Reproduce the forum thread below on ISO 2859-1 sampling for an internal test, word for word in its entirety.

- **PAGE TEXT**:
-*-

Sampling for Internal Test based upon ISO 2859-1, G-I

N

nurhakim

Hi Cove,

I have this scenario in the workplace, and I need your opinion:

We carry out internal test for a medical device, bag wise, based upon ISO 2859-1, G-I.
In one particular bag, we have 7200 pcs. According to G-1, we sampled 80 pcs. Our AQL is 1.0, Accept:2, Reject:3.

We split the test into two, visible defect test and water test. If, during first test i.e. visible defect test, we found 2 pcs of defect, we have 78 pcs left. For water test, our sampling plan is still 80 pcs. Do we need to add another 2 pcs for water test or can we use the 2 defective samples? And what if the defective samples are not fit to mount on the water test apparatus.

Thanks.
 

Bev D

Heretical Statistician
Leader
Super Moderator
technically as long as the visual defects can't effect the water test you could use them. However, its simpler to just add 2 more units that are not visually defective
 

David-D

Involved In Discussions
I don't know the specifics of this ISO but since it sounds like your two defects aren't independent (you say they couldn't be leak tested which I'd generally classify as a defective part), I wouldn't be comfortable with pulling out some defects in your sample based upon the visual and then doing the leak.

-*-

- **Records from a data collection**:
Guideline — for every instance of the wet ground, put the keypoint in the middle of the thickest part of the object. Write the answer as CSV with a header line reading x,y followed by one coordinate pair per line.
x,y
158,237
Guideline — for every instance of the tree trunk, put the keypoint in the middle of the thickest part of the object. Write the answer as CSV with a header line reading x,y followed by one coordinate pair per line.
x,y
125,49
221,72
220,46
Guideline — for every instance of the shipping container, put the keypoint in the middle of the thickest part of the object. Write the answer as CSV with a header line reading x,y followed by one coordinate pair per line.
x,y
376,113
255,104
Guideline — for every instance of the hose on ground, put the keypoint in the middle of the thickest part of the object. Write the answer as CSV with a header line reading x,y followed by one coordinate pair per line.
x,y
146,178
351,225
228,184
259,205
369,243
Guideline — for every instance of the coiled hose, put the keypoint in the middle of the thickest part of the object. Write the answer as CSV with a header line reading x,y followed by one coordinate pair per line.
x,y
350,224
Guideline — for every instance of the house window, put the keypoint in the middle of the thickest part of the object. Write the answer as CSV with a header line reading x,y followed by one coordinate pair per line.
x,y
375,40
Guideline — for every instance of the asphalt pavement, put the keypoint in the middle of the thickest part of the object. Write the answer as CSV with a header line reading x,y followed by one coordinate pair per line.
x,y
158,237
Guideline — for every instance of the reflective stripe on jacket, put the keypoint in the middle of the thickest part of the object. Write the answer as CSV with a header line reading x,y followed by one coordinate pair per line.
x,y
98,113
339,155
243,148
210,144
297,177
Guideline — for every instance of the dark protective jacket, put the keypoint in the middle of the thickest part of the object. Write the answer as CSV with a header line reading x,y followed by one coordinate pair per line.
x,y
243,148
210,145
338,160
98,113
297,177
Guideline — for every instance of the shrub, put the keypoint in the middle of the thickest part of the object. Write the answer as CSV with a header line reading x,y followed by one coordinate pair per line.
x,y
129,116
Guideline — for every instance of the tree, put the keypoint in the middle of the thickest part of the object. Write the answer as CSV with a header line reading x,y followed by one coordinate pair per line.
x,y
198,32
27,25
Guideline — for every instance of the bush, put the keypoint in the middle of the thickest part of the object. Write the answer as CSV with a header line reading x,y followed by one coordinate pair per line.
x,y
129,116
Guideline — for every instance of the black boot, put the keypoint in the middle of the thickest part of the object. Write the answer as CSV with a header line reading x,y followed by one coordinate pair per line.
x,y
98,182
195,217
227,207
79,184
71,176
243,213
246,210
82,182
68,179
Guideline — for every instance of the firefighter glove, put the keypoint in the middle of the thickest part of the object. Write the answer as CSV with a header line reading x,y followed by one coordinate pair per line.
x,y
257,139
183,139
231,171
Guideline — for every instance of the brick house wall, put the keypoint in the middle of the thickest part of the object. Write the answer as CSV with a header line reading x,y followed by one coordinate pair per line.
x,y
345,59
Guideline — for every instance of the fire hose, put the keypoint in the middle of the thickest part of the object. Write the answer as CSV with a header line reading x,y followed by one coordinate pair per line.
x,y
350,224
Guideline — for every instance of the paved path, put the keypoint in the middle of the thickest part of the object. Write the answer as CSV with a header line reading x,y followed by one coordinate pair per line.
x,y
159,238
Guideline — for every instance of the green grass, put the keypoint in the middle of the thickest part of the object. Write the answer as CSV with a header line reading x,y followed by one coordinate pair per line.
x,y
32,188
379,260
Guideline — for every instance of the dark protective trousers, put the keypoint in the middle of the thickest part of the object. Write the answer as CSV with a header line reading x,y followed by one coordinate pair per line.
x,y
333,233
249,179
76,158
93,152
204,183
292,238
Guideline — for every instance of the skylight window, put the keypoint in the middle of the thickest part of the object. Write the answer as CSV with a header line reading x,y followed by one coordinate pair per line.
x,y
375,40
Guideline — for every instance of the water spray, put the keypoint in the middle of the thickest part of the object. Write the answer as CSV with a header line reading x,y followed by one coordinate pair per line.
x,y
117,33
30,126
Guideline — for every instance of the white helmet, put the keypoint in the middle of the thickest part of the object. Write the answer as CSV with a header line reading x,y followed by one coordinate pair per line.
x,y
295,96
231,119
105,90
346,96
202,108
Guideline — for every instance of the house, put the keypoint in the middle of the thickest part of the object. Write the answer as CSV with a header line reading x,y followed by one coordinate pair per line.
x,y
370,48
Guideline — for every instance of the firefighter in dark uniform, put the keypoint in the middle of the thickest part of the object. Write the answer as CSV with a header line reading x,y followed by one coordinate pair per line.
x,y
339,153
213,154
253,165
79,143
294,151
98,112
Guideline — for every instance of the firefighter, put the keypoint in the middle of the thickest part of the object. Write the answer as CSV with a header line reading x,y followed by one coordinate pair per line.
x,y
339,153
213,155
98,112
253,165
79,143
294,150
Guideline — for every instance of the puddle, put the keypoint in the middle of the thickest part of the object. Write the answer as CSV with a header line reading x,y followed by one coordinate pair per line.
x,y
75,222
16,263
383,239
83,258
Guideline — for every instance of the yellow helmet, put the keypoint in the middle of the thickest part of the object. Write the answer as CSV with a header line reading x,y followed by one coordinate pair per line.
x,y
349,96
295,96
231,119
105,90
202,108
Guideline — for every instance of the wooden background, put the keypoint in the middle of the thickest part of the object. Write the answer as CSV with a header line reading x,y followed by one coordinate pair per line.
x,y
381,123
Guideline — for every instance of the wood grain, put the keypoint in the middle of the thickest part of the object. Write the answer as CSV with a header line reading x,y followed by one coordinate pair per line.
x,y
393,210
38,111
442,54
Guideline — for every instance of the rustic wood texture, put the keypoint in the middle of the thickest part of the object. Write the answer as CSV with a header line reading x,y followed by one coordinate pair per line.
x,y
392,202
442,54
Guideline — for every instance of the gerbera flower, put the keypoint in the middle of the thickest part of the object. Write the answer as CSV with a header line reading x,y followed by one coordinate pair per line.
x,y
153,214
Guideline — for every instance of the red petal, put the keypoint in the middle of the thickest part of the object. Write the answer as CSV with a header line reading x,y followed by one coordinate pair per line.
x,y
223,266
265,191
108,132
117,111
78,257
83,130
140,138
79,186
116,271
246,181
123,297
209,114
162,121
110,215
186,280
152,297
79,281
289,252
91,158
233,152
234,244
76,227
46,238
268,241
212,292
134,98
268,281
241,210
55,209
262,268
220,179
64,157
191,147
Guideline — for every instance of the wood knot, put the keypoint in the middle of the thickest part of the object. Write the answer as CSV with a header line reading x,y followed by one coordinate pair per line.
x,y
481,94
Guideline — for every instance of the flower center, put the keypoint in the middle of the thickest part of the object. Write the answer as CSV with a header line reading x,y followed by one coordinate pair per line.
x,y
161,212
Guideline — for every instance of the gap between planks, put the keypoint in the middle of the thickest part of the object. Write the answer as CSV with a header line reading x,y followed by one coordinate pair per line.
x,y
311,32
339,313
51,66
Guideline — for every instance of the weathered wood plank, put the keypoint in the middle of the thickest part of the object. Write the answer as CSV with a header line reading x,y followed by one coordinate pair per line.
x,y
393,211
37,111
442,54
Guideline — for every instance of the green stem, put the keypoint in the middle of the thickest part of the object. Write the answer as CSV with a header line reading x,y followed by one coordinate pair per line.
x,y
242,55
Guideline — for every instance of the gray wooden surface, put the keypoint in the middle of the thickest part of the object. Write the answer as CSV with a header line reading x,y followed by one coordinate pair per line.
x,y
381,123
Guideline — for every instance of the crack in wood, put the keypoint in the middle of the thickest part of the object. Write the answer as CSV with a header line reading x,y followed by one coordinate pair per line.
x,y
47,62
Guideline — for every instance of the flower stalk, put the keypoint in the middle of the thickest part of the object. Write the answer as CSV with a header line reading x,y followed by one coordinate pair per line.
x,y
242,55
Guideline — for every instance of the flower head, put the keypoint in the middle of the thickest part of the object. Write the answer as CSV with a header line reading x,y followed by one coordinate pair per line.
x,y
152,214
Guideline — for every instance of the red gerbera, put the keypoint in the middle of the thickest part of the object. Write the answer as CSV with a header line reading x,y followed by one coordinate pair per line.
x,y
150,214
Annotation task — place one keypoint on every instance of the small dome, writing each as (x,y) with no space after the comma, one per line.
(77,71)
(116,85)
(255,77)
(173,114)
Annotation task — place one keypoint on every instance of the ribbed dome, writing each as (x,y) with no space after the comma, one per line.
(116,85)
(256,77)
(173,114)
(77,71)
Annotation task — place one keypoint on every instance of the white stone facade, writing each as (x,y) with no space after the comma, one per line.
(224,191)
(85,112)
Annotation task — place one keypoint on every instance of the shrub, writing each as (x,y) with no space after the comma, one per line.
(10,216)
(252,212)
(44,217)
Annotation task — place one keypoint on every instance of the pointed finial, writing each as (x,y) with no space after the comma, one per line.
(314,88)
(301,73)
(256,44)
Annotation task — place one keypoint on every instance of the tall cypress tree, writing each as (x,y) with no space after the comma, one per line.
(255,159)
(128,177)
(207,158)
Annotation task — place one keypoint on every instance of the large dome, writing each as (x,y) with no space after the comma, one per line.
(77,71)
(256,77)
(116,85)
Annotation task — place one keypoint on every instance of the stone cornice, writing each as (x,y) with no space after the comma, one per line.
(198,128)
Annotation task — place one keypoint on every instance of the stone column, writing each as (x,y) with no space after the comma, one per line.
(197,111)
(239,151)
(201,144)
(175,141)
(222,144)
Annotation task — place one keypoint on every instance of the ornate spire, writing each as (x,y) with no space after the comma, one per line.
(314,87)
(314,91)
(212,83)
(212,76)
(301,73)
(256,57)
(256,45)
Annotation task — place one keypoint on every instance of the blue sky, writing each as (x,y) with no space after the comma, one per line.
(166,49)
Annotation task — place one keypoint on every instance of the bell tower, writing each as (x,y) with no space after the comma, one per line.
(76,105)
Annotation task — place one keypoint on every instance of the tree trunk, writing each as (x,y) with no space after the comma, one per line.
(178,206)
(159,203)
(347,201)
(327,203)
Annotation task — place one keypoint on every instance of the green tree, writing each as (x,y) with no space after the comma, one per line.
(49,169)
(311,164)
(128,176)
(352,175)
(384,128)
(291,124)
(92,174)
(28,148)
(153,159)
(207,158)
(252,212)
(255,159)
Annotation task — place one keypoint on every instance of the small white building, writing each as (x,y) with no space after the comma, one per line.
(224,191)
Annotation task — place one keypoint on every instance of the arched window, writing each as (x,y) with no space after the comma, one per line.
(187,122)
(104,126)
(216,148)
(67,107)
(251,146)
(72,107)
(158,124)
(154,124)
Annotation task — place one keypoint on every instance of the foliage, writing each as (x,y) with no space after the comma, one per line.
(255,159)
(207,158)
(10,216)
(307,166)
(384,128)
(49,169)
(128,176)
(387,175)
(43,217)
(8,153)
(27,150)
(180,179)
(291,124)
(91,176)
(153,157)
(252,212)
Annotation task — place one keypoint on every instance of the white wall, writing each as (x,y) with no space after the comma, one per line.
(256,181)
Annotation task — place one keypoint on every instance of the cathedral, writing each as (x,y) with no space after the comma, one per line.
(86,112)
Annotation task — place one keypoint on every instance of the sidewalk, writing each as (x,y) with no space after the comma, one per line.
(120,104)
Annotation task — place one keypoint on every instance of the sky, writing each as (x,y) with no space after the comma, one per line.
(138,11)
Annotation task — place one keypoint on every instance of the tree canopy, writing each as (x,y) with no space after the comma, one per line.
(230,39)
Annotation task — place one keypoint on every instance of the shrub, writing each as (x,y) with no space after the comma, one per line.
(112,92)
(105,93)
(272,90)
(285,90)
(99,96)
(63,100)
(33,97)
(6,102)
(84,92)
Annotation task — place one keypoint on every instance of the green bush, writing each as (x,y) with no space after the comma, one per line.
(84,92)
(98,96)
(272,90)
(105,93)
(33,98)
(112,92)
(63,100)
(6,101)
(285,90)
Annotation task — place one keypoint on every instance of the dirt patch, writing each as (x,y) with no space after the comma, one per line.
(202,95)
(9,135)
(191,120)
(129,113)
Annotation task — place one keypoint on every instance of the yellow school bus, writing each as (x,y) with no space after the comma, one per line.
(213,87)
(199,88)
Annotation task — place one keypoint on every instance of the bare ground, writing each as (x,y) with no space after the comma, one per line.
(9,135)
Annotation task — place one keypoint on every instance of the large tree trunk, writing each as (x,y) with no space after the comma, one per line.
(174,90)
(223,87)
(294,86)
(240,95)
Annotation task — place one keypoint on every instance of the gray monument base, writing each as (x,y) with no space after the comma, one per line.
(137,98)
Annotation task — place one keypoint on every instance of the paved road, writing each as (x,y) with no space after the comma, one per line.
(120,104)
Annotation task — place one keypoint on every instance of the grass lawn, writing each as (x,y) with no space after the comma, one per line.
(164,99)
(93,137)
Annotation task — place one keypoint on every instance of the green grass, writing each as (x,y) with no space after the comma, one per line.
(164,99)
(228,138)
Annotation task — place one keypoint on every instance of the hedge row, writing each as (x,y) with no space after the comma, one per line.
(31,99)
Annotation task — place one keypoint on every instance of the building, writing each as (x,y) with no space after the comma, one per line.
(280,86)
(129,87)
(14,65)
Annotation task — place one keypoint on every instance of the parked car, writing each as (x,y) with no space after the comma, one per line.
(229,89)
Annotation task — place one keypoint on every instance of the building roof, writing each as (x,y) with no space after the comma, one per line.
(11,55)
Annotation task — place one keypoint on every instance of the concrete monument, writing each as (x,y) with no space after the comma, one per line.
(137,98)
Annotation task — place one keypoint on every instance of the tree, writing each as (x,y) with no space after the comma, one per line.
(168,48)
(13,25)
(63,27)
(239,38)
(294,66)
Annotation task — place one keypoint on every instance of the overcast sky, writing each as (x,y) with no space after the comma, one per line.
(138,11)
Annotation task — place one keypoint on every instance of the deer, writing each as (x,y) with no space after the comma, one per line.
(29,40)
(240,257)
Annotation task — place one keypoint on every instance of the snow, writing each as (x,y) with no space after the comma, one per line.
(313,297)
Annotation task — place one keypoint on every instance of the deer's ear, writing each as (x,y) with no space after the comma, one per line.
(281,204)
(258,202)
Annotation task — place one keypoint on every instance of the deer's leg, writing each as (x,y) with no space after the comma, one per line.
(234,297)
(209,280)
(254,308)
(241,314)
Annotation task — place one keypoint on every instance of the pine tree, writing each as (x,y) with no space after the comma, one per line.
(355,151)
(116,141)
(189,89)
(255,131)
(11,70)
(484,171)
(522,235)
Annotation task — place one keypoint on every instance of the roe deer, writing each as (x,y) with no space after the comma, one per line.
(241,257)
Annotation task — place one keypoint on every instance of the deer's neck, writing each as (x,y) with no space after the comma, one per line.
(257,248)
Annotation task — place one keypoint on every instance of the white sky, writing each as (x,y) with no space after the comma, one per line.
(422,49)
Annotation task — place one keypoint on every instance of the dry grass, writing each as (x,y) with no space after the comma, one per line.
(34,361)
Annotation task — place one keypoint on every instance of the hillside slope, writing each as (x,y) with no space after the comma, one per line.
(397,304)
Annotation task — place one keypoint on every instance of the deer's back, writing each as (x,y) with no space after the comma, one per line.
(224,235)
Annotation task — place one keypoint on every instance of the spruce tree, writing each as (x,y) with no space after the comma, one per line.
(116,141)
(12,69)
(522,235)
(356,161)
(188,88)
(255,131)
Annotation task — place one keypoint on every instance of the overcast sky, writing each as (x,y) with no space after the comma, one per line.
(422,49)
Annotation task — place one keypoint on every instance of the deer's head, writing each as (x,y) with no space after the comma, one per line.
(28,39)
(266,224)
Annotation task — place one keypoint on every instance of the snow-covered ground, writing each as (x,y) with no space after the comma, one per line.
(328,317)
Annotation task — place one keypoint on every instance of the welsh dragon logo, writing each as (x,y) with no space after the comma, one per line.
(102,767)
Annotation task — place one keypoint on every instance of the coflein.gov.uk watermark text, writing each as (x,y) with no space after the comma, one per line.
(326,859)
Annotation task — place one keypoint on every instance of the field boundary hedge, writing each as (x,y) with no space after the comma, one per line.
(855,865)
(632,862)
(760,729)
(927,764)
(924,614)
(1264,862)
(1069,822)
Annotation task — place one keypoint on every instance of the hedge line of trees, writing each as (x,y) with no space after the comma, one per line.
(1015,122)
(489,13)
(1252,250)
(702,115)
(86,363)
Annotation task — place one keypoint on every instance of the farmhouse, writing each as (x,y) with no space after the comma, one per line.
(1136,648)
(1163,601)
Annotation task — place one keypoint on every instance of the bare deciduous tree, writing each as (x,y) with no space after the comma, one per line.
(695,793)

-*-

- **EXPECTED ANSWER**:
Sampling for Internal Test based upon ISO 2859-1, G-I

N

nurhakim

Hi Cove,

I have this scenario in the workplace, and I need your opinion:

We carry out internal test for a medical device, bag wise, based upon ISO 2859-1, G-I.
In one particular bag, we have 7200 pcs. According to G-1, we sampled 80 pcs. Our AQL is 1.0, Accept:2, Reject:3.

We split the test into two, visible defect test and water test. If, during first test i.e. visible defect test, we found 2 pcs of defect, we have 78 pcs left. For water test, our sampling plan is still 80 pcs. Do we need to add another 2 pcs for water test or can we use the 2 defective samples? And what if the defective samples are not fit to mount on the water test apparatus.

Thanks.
 

Bev D

Heretical Statistician
Leader
Super Moderator
technically as long as the visual defects can't effect the water test you could use them. However, its simpler to just add 2 more units that are not visually defective
 

David-D

Involved In Discussions
I don't know the specifics of this ISO but since it sounds like your two defects aren't independent (you say they couldn't be leak tested which I'd generally classify as a defective part), I wouldn't be comfortable with pulling out some defects in your sample based upon the visual and then doing the leak.